§ OBJECTIVE
Rewrite the items starting at the line that contains "1. Examine the image above and locate the tall" and ending with the last item, keeping every line including the requests, but scale each coordinate in the answers by 1.8 and round to a whole number with halves rounded up. Leave the requests and their format samples unchanged, and give back only these lines.

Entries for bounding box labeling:
+++++
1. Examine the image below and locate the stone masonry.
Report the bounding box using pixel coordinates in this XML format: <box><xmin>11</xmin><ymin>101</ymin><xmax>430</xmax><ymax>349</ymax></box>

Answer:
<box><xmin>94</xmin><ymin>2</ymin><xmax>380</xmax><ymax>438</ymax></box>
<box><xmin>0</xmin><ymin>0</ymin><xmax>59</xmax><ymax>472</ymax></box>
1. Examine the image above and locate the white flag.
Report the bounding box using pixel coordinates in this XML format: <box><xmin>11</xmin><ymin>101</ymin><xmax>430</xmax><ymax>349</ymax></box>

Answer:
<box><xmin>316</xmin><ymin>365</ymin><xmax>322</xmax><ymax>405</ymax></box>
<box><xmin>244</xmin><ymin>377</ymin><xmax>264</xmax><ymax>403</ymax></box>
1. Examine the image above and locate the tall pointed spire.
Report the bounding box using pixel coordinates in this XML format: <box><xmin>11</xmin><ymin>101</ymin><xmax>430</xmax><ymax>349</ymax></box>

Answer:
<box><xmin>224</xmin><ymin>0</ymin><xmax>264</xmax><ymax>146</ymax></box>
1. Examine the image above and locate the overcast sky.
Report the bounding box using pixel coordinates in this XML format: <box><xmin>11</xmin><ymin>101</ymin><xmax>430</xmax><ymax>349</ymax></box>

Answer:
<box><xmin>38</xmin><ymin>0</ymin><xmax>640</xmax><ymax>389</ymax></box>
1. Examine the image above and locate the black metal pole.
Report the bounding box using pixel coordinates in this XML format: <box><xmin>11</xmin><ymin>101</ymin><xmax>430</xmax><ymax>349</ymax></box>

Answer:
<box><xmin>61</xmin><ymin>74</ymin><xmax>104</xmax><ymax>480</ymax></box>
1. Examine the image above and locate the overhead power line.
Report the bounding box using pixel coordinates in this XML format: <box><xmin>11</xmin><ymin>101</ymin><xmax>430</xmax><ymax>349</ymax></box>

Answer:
+++++
§ FINAL RESULT
1. Examine the image above and locate the tall pointed spire.
Report the bounding box using pixel coordinates in this XML format: <box><xmin>11</xmin><ymin>101</ymin><xmax>430</xmax><ymax>349</ymax></box>

Answer:
<box><xmin>403</xmin><ymin>0</ymin><xmax>475</xmax><ymax>263</ymax></box>
1. Examine the image above and locate the overcast sky.
Report the bounding box using pixel coordinates in this XML format: <box><xmin>11</xmin><ymin>101</ymin><xmax>430</xmax><ymax>349</ymax></box>

Answer:
<box><xmin>68</xmin><ymin>0</ymin><xmax>1152</xmax><ymax>700</ymax></box>
1. Examine the image above and locate the black metal pole.
Report the bounding box using pixel coordinates in this XML format: <box><xmin>11</xmin><ymin>101</ymin><xmax>430</xmax><ymax>349</ymax></box>

Answer:
<box><xmin>110</xmin><ymin>133</ymin><xmax>187</xmax><ymax>864</ymax></box>
1. Examine the image above and locate the overhead power line.
Report the bounding box using pixel coordinates in this XML format: <box><xmin>11</xmin><ymin>101</ymin><xmax>430</xmax><ymax>349</ymax></box>

Answer:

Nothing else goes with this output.